Copy the entries below word for word, from the line containing "Please locate the long" through the end of the entries.

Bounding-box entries
## begin
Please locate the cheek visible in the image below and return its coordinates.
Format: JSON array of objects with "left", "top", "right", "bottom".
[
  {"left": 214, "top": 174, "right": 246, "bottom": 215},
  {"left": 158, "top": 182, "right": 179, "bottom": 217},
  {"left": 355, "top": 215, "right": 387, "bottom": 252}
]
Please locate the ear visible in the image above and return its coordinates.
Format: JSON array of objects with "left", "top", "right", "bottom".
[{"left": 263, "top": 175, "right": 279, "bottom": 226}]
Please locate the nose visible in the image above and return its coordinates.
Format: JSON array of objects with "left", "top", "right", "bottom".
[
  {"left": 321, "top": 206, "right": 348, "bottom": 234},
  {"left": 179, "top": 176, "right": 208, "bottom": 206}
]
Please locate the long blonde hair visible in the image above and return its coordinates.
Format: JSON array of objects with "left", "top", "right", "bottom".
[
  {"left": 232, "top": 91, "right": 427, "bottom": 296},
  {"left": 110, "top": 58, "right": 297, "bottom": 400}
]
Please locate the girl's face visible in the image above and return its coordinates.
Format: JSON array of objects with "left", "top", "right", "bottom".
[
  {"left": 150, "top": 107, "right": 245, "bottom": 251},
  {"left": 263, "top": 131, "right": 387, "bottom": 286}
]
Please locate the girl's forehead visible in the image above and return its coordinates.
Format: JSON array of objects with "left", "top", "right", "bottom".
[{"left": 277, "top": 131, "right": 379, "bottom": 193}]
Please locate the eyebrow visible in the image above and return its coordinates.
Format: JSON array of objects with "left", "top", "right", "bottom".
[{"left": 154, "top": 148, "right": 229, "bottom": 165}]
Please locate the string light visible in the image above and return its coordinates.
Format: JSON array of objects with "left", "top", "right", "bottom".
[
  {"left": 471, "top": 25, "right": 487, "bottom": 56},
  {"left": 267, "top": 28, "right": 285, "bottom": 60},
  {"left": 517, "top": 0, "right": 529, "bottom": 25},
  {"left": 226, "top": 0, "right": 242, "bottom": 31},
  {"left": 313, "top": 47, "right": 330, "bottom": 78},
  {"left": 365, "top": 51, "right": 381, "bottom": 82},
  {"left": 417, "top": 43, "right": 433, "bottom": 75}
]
## end
* **Task result**:
Please locate the long blonde hair visible in the image above and return its coordinates.
Format: JSON array of objects with "left", "top", "right", "bottom".
[
  {"left": 232, "top": 91, "right": 427, "bottom": 296},
  {"left": 110, "top": 58, "right": 297, "bottom": 400}
]
Please locate the girl's face visible in the image above and return its coordinates.
Format: JSON array of objects with "left", "top", "right", "bottom".
[
  {"left": 150, "top": 107, "right": 245, "bottom": 251},
  {"left": 263, "top": 131, "right": 387, "bottom": 286}
]
Please locate the girl's forehead visible in the image above and return its coordinates.
Format: JSON array of objects with "left", "top", "right", "bottom".
[{"left": 277, "top": 131, "right": 379, "bottom": 193}]
Please locate the eyebrow visible in the image above and return its coordinates.
Format: JSON array of objects with "left", "top", "right", "bottom".
[{"left": 154, "top": 148, "right": 229, "bottom": 165}]
Please locate the string light visible in the image above and return its coordinates.
Format: JSON array of objects with "left", "top", "right", "bottom".
[
  {"left": 471, "top": 25, "right": 487, "bottom": 56},
  {"left": 267, "top": 28, "right": 285, "bottom": 60},
  {"left": 517, "top": 0, "right": 529, "bottom": 25},
  {"left": 226, "top": 0, "right": 242, "bottom": 31},
  {"left": 313, "top": 47, "right": 330, "bottom": 78},
  {"left": 365, "top": 51, "right": 381, "bottom": 82},
  {"left": 417, "top": 43, "right": 433, "bottom": 75}
]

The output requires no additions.